> _THE EXERCISE_
Copy out every line of the data below in full, shifting each coordinate in the answers by adding 61 to both of its numbers. Leave out the picture placeholders.

— Start of SUPPLIED MATERIAL —

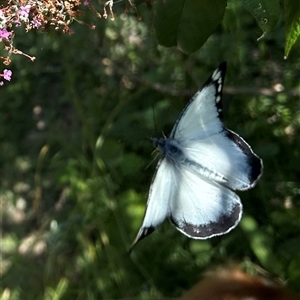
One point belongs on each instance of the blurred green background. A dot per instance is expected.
(75, 146)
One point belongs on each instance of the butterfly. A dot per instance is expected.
(202, 164)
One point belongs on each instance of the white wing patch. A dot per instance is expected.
(201, 208)
(224, 157)
(158, 199)
(200, 118)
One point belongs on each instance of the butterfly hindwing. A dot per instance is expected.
(158, 199)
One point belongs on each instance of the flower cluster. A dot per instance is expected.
(33, 14)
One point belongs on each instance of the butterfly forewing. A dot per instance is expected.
(201, 117)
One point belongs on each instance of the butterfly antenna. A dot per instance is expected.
(151, 162)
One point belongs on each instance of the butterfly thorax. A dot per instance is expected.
(170, 149)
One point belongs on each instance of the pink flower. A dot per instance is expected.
(7, 74)
(4, 34)
(24, 11)
(36, 23)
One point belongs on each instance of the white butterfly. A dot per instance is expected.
(202, 163)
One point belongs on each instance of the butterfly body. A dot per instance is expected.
(202, 164)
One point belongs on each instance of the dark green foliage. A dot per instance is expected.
(75, 129)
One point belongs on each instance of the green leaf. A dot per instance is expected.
(187, 24)
(292, 24)
(266, 12)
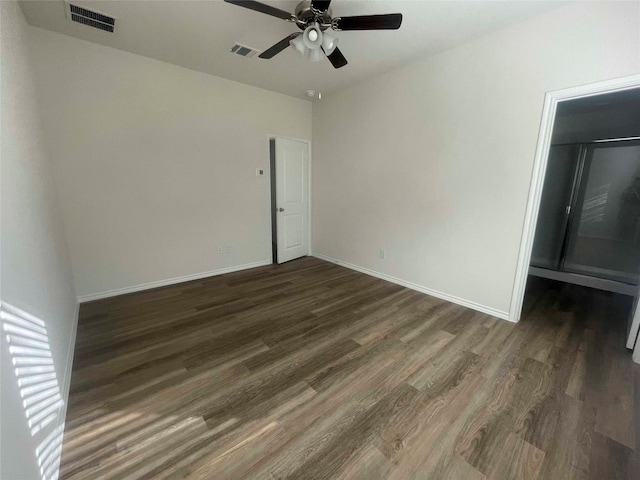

— End of SUPPLIED MATERIAL —

> _SOLUTION FOR THIS TASK_
One point belongs on each instance of the blurred green background. A dot per instance is expected.
(136, 207)
One point belongs on each instance of the butterfly. A dot per instance is expected.
(263, 225)
One point belongs on each instance of the white wing patch. A dot per instance is expected.
(262, 269)
(285, 218)
(219, 260)
(261, 179)
One point belongs on each instance of the butterfly hindwing. A dot per instance is expected.
(219, 260)
One point belongs on each instance of the flower cluster. A dot per instance is expected.
(94, 75)
One point belongs on each instance of the butterfly forewing. A dot per instance is expected.
(262, 178)
One point belongs on each instance of the butterfly antenna. A dot per instance is expected.
(212, 223)
One point belongs on each instance of the butterfly thorax. A dot per instance is expected.
(231, 210)
One point belongs on each instance of the pink flower. A dot per instance is expected.
(68, 135)
(65, 95)
(85, 72)
(97, 84)
One point belongs on each instance of the white butterfly. A dot per instance is expected.
(263, 224)
One point belongs on each instance of the butterfly body. A dot per instance is expected.
(263, 225)
One point belongs on each instance of the dark green foliage. A dot per instance is expected.
(136, 190)
One point belongs on each instance of the green leaf. A dot per instance is expected.
(248, 85)
(353, 85)
(327, 73)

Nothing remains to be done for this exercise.